Source extract START
This is especially true when either parent is unfulfilled in their own ambition and needs the child to sing their song for them rather than finding their own voice, imprisoning the child with expectations that stifle autonomy and so despite being special cannot grow.

I recall being given a guitar out of the blue by my mother. It was expensive, a fine gift, only, I had never expressed any interest in learning to play whatsoever. I dutifully tried but couldn’t muster the enthusiasm for it because my interests lay elsewhere. None of which stopped me having to shamefully confess that I had failed in my efforts. She traded the guitar in for an accordion which I also failed to play. I was clearly a disappointment and felt myself to be so for some time after. My more humble harmonica, which I did love and did want to play, became a source of embarrassment, a symbol of failure, soon to be left lying around and lost.
Source extract END
Excerpted data START
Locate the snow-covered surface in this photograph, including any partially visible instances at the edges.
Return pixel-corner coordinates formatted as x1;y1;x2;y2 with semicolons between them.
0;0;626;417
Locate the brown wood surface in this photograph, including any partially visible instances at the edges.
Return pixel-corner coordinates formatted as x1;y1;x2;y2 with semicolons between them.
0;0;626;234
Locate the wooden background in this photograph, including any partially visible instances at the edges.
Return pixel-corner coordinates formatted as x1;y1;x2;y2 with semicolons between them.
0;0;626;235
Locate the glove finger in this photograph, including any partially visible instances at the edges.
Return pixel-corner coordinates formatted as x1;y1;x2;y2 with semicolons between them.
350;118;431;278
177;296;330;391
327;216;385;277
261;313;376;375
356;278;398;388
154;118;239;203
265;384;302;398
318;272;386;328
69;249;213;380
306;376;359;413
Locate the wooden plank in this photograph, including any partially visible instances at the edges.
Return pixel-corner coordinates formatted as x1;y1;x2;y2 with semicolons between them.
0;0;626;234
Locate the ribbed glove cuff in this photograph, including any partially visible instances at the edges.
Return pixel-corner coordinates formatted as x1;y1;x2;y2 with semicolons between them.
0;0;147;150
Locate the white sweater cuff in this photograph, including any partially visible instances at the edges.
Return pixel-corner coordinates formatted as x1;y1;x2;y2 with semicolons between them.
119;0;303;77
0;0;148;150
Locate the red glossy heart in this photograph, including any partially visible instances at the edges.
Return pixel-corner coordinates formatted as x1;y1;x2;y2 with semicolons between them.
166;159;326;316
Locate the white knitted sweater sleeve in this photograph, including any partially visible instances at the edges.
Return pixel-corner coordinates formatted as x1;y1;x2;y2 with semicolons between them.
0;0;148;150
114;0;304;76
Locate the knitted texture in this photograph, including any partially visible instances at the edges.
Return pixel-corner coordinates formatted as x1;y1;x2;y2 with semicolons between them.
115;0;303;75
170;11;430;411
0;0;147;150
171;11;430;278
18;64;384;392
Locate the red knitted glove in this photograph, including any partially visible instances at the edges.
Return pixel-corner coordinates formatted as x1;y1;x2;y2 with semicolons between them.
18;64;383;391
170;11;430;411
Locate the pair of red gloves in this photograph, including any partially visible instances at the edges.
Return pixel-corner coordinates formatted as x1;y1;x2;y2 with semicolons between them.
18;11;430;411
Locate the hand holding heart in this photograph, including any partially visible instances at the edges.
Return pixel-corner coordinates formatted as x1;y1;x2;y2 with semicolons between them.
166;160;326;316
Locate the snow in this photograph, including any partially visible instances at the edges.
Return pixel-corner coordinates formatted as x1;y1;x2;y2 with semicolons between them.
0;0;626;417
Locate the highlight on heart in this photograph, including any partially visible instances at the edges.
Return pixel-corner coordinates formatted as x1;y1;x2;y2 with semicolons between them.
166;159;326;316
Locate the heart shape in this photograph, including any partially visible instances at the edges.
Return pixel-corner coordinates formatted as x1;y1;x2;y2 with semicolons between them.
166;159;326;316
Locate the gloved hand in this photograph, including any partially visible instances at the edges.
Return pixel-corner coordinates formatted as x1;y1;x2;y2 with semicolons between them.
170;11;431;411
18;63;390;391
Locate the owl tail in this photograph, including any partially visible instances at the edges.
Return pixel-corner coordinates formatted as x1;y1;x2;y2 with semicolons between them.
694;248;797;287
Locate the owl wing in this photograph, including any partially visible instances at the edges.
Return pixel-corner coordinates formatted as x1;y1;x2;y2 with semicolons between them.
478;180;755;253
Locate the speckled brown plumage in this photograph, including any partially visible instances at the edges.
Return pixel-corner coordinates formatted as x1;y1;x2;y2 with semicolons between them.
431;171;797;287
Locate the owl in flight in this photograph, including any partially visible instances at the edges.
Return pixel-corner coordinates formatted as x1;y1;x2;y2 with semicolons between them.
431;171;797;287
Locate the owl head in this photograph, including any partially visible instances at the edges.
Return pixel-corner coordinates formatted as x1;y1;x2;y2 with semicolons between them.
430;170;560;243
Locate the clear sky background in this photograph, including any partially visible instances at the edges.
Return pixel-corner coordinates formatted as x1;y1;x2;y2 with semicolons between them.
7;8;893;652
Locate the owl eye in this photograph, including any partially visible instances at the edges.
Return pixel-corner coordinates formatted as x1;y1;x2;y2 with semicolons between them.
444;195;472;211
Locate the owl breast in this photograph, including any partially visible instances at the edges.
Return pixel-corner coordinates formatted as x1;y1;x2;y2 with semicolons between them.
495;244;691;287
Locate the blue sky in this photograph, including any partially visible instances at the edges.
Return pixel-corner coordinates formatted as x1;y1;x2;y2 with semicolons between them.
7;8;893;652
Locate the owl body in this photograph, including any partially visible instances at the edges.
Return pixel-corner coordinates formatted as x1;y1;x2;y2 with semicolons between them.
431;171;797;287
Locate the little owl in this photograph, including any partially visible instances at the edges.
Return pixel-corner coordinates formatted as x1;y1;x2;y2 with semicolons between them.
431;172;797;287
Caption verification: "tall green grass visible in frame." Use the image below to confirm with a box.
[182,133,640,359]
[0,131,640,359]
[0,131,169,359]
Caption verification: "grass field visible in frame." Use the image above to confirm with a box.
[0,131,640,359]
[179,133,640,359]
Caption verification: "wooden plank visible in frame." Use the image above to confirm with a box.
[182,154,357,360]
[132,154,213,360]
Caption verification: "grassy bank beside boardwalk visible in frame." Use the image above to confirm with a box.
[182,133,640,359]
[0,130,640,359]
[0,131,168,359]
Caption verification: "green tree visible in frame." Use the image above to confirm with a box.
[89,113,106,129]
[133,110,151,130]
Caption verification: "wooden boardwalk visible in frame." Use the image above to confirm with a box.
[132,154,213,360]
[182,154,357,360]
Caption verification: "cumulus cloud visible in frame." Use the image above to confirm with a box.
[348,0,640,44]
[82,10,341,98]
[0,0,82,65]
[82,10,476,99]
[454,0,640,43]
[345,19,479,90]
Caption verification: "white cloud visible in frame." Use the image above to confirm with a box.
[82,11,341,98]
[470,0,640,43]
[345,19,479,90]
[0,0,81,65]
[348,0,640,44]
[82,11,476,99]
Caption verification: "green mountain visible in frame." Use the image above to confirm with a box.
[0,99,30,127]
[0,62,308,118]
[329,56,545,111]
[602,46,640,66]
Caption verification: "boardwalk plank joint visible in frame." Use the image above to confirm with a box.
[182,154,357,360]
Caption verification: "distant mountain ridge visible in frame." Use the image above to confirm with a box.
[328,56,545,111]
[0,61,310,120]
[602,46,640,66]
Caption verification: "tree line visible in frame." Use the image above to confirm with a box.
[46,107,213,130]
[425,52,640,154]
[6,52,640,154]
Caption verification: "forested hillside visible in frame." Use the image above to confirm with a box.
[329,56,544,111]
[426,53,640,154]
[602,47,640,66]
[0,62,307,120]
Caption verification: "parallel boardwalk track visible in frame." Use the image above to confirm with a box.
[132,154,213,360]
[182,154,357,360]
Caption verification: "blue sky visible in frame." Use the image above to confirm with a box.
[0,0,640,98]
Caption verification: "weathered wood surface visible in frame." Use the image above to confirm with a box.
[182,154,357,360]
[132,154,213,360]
Excerpted data END
• [Exercise instructions]:
• a. In the passage about the unwanted guitar, what did the mother trade the guitar in for?
• b. Extend the passage about the unwanted guitar, picking up after its last sentence.

• [Outputs by task]:
• a. An accordion.

• b.
Parental co-dependence with their kids, what analyst Masud Kahn  calls ‘symbiotic omnipotence,’ sometimes looks like a really special bond, sometimes distant and uninvolved or strangely switching between the two. The child is not so much a person as they are ambiguous receptacles for expectation and as such, more like museum exhibits or specimens in glass jars rather than sentient beings with destinies of their own. Yet, still special enough to want to pickle, a garnish to parental ‘magic’.

Archetypally, the wandering traveler is the dark aspect of Odin who, a thousand years earlier, demonstrated his tendency for using children to his own ends by allowing his son Sigmund to die for a crime he committed unknowingly and then by punishing his daughter, Brunhilde and putting her into a similar deep sleep for defying him and wanting to help her brother. If this were a Greek myth rather than a Norse one, he would be Saturn, devourer of his children.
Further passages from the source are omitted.